Do this
Extract each line of the data and write it out again exactly.

[start of Data for the task]

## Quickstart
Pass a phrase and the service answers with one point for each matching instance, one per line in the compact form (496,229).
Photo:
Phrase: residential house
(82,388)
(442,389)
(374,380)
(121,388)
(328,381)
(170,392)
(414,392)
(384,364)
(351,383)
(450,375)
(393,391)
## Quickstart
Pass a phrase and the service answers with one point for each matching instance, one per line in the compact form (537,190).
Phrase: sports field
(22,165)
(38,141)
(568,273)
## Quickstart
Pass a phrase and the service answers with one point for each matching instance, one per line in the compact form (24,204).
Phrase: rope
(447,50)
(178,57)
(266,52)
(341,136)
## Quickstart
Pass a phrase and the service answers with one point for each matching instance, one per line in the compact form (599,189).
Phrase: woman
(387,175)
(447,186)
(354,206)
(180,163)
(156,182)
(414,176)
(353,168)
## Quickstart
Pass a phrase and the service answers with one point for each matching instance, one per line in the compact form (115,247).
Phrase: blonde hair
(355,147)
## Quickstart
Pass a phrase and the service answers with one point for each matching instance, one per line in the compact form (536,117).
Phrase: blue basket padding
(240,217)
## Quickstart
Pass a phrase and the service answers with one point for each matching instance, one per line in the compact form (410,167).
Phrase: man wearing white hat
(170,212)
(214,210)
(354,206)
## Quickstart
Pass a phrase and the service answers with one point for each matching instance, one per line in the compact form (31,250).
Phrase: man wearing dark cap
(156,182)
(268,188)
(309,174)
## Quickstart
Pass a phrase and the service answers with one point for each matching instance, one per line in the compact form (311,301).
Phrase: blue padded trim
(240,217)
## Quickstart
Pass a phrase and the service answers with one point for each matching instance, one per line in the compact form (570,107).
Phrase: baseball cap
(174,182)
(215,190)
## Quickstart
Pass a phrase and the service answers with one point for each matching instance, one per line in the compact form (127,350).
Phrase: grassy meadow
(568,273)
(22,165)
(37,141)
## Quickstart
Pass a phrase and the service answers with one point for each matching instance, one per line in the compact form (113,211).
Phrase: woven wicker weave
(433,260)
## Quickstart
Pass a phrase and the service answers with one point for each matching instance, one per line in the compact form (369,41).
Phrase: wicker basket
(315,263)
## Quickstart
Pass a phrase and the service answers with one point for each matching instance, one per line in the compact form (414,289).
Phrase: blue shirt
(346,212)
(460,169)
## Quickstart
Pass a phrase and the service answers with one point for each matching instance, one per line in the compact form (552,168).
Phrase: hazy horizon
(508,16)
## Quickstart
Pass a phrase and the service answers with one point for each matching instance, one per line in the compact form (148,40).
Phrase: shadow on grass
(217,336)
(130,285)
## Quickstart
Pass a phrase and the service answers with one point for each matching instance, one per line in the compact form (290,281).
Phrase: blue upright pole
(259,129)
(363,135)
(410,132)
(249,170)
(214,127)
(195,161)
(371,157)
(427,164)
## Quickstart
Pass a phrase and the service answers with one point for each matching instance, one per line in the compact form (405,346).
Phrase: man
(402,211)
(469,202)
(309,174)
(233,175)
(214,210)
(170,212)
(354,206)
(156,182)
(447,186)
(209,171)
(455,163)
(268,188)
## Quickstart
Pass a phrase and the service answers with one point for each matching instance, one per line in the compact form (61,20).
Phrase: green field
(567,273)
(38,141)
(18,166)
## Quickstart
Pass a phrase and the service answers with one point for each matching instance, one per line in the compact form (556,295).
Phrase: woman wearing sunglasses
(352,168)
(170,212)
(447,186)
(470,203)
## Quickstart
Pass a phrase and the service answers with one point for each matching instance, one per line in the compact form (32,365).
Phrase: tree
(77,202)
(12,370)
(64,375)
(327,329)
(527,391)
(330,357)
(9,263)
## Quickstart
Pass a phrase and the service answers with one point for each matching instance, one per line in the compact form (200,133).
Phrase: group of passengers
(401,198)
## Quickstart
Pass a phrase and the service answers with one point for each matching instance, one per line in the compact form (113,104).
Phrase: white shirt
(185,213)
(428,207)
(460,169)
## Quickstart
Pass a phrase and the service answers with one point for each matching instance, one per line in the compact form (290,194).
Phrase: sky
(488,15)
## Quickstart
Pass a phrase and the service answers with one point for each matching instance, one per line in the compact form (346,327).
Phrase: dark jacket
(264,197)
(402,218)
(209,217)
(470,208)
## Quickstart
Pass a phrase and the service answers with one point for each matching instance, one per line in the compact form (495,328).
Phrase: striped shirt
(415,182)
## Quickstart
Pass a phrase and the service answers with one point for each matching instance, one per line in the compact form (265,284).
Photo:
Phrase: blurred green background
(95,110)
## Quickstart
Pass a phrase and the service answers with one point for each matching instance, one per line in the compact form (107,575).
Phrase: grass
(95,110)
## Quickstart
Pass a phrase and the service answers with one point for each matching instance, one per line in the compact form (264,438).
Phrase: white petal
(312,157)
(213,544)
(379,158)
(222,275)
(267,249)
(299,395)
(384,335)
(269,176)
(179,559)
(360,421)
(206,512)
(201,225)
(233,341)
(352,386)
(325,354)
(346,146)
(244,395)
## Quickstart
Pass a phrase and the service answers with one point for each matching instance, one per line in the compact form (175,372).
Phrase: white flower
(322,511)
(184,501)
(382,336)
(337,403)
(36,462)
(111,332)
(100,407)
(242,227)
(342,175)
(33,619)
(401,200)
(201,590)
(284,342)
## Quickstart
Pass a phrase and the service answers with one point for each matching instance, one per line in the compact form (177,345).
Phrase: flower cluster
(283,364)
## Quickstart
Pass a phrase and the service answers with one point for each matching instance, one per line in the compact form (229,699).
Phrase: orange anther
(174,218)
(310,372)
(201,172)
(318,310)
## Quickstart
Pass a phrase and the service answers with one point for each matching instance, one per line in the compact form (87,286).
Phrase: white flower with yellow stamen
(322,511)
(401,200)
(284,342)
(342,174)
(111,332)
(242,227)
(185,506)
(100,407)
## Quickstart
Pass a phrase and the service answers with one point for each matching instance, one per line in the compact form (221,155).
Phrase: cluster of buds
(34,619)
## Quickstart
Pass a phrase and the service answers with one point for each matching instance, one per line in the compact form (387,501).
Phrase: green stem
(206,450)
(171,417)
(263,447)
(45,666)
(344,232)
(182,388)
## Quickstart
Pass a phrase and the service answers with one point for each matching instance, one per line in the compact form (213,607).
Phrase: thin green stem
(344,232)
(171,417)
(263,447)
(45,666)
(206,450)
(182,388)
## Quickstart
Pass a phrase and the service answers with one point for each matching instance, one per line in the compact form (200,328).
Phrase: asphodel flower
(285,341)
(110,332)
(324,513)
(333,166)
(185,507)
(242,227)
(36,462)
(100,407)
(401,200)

[end of Data for the task]

Task answer
## Quickstart
Pass a phrase and the service answers with one point for each matching instance, one per line in the compact form (496,229).
Photo:
Phrase: residential house
(82,388)
(442,389)
(374,380)
(121,388)
(328,381)
(170,392)
(414,392)
(384,364)
(351,383)
(450,375)
(393,391)
## Quickstart
Pass a phrase and the service answers with one point for each matching instance, one per line in the compact form (537,190).
Phrase: sports field
(22,165)
(38,141)
(568,273)
## Quickstart
Pass a phrase and the service answers with one point for each matching instance, one per line in the compact form (24,204).
Phrase: rope
(447,50)
(178,57)
(266,52)
(341,136)
## Quickstart
Pass a phrase and the service answers with one point for each matching instance, one per line in the compact form (599,189).
Phrase: woman
(387,175)
(447,186)
(354,206)
(180,163)
(156,182)
(414,176)
(353,168)
## Quickstart
Pass a phrase and the service answers with one point for each matching instance, one per line in the compact form (115,247).
Phrase: blonde hair
(355,147)
## Quickstart
Pass a phrase and the service answers with one point for each matching instance, one per line in the compact form (536,117).
Phrase: blue basket padding
(240,217)
## Quickstart
Pass a phrase and the service answers with one point for each matching instance, one per line in the compact form (410,167).
Phrase: man wearing white hat
(170,212)
(214,210)
(354,206)
## Quickstart
Pass a phrase and the service answers with one point for each matching instance, one per line in the compact form (31,250).
Phrase: man wearing dark cap
(156,182)
(268,188)
(309,174)
## Quickstart
Pass a phrase and the service answers with one point for each matching instance, one per line in the compact form (311,301).
Phrase: blue padded trim
(240,217)
## Quickstart
Pass a phrase and the service answers with one point for each matching instance, one per line in the compact form (570,107).
Phrase: baseball cap
(174,182)
(215,190)
## Quickstart
Pass a phrase and the service answers with one point for each matching instance, one per line in the compact form (127,350).
Phrase: grassy meadow
(568,273)
(22,165)
(37,141)
## Quickstart
Pass a phrase and the service answers with one point for each matching instance, one per line in the compact form (113,211).
Phrase: woven wicker weave
(433,260)
## Quickstart
Pass a phrase and the service answers with one point for each matching instance, one per line in the compact form (369,41).
Phrase: wicker basket
(315,263)
## Quickstart
Pass a phrase and the service answers with one point for each matching instance, one per line in the compact form (414,289).
Phrase: blue shirt
(346,212)
(460,169)
## Quickstart
Pass a phrase and the service answers with one point for each matching instance, one per line in the compact form (552,168).
Phrase: hazy horizon
(508,16)
## Quickstart
Pass a phrase and the service answers with one point for each matching instance, one per line in the compact form (148,40).
Phrase: shadow on grass
(217,336)
(130,285)
## Quickstart
Pass a phrase and the service answers with one point for each matching instance, one per line in the compact form (290,281).
Phrase: blue upright pole
(259,129)
(363,135)
(410,132)
(249,170)
(214,127)
(195,161)
(371,157)
(427,164)
## Quickstart
Pass a phrase and the service answers with one point for each matching instance, one per line in the compact form (405,346).
Phrase: man
(402,211)
(469,202)
(309,174)
(233,175)
(214,210)
(170,212)
(354,206)
(156,182)
(447,186)
(209,171)
(455,163)
(268,188)
## Quickstart
Pass a phrase and the service answers with one point for each matching instance, one per line in the compact form (61,20).
Phrase: green field
(567,273)
(38,141)
(18,166)
## Quickstart
Pass a phrase and the service answers with one point for each matching instance, one per line in the compact form (556,295).
Phrase: woman wearing sunglasses
(352,168)
(170,212)
(447,186)
(470,203)
## Quickstart
Pass a phrase and the service answers with one point for each matching instance, one per line in the compact form (32,365).
Phrase: tree
(77,202)
(12,370)
(64,375)
(327,329)
(527,391)
(330,357)
(9,263)
## Quickstart
Pass a phrase and the service answers with one point for each matching instance, one per line in the compact form (200,133).
Phrase: group of passengers
(401,198)
## Quickstart
Pass a phrase and the service answers with one point for each matching instance, one per line in the compact form (113,104).
Phrase: white shirt
(185,213)
(428,207)
(460,169)
## Quickstart
Pass a phrase and the service answers with one point for each matching instance, one per line in the compact form (290,194).
Phrase: sky
(488,15)
## Quickstart
Pass a phrase and the service answers with one point for each matching instance, one per line in the compact form (346,327).
Phrase: dark jacket
(264,197)
(402,218)
(209,217)
(470,208)
## Quickstart
Pass a phrase and the service answers with one point for each matching instance, one per line in the compact form (495,328).
Phrase: striped shirt
(415,182)
## Quickstart
Pass a phrase and the service answers with one point for each matching instance, one per line in the compact form (265,284).
Photo:
Phrase: blurred green background
(95,110)
## Quickstart
Pass a phrase and the service answers with one point for each matching instance, one per line in the compact form (107,575).
Phrase: grass
(95,110)
## Quickstart
Pass a phrase and the service answers with one point for each matching instance, one per line in the compact form (264,438).
Phrase: white petal
(312,157)
(213,544)
(379,158)
(222,275)
(267,249)
(299,395)
(384,335)
(269,176)
(179,559)
(360,421)
(206,512)
(201,225)
(233,341)
(352,386)
(325,354)
(346,146)
(244,395)
## Quickstart
Pass a phrase and the service answers with one point for each matching instance, one per line in the compact form (175,372).
Phrase: white flower
(322,511)
(184,501)
(382,336)
(337,403)
(36,462)
(111,332)
(100,407)
(242,227)
(342,175)
(33,619)
(401,200)
(201,590)
(284,342)
## Quickstart
Pass a phrase and the service answers with one point for each matching instance, one per line in the compact form (177,345).
Phrase: flower cluster
(283,364)
## Quickstart
Pass a phrase and the service answers with one point for each matching instance, one per line in the compact form (229,699).
Phrase: orange anther
(174,218)
(310,372)
(201,172)
(318,310)
## Quickstart
Pass a phrase and the service answers with one point for each matching instance, one per line in the compact form (87,286).
Phrase: white flower with yellow stamen
(322,511)
(401,200)
(284,342)
(342,174)
(111,332)
(242,227)
(185,506)
(100,407)
## Quickstart
Pass a phrase and the service answers with one point for each matching instance, one per line in the compact form (221,155).
Phrase: cluster of buds
(34,619)
## Quickstart
Pass a phrase and the service answers with one point for each matching instance, one per line in the compact form (387,501).
Phrase: green stem
(206,450)
(171,417)
(263,447)
(45,666)
(344,232)
(182,388)
## Quickstart
Pass a phrase and the service answers with one point for each matching instance, one per line in the compact form (213,607).
Phrase: thin green stem
(344,232)
(171,417)
(263,447)
(45,666)
(206,450)
(182,388)
## Quickstart
Pass a phrase and the service answers with one point for each matching instance, one per line in the compact form (200,328).
Phrase: asphodel flower
(285,341)
(110,332)
(324,513)
(333,166)
(185,507)
(242,227)
(36,462)
(100,407)
(401,200)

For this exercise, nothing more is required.